» **PROBLEM STATEMENT**
When a line of the listing below has the string "each" in it, copy that line.

» **AVAILABLE DATA**

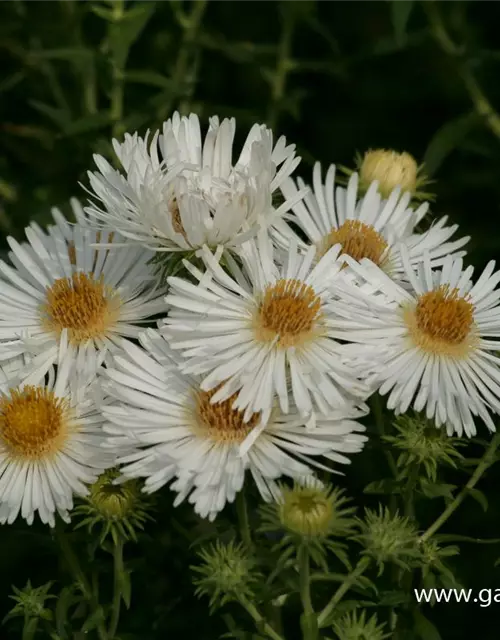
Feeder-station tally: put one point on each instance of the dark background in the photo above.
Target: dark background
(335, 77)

...

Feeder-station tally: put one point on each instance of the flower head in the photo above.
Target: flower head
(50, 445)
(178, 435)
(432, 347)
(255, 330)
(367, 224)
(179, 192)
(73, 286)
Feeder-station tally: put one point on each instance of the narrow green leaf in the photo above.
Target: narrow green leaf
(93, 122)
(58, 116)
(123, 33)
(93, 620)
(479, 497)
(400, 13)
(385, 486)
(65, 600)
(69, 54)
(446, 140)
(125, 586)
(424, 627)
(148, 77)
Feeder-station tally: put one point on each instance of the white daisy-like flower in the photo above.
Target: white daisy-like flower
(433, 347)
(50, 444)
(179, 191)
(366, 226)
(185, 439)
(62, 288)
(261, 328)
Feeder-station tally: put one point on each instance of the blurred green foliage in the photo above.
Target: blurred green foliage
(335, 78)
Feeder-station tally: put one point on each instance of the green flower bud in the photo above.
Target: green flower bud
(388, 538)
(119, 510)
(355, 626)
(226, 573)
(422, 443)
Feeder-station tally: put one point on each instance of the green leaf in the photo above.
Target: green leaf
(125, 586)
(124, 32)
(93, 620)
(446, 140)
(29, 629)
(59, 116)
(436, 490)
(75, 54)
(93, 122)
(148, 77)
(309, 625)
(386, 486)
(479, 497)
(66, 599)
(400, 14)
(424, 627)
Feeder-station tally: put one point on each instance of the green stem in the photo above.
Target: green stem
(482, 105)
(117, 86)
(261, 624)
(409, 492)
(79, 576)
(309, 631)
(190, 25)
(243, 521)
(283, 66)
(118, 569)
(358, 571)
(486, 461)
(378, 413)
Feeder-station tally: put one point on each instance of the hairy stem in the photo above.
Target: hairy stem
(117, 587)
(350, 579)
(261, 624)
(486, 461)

---

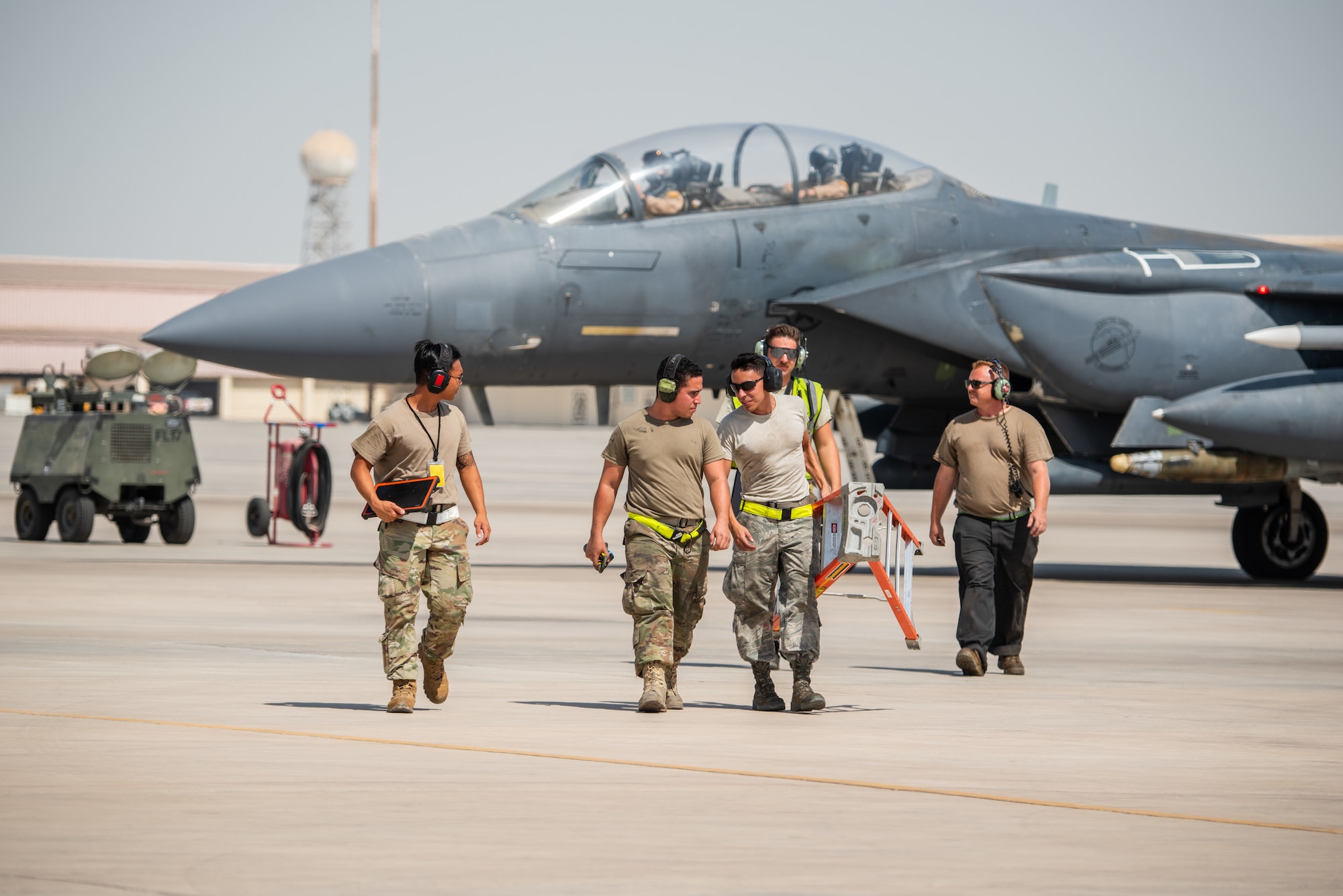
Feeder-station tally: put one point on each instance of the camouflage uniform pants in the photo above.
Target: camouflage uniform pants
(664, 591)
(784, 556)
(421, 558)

» **ANSWER TO THE EXERCISE**
Feeder-station tally: put one point on each instance of the dark background in the photo above.
Feeder-station tally: put one point on each instance of the flower head in the photo above.
Feeder-station tally: put one point on each instance of the narrow green leaf in the photo above.
Feeder-station tally: put one point on each instance of the white daisy-like flower in the photo above.
Feeder-station tally: put one point on each instance of the blurred green foliage in the photo above.
Feeder-station tally: put one point on each instance of the green flower bud in the photo above.
Feeder-station tally: put one point on each instance of the green leaf in the photo above.
Feeder-station tally: put one point on each instance of the green stem in the photo above.
Feeder-station tally: put one point on each instance of the hairy stem in the photo above.
Feeder-station tally: put one point on each instance of the camouflage uniform pants in the photo above.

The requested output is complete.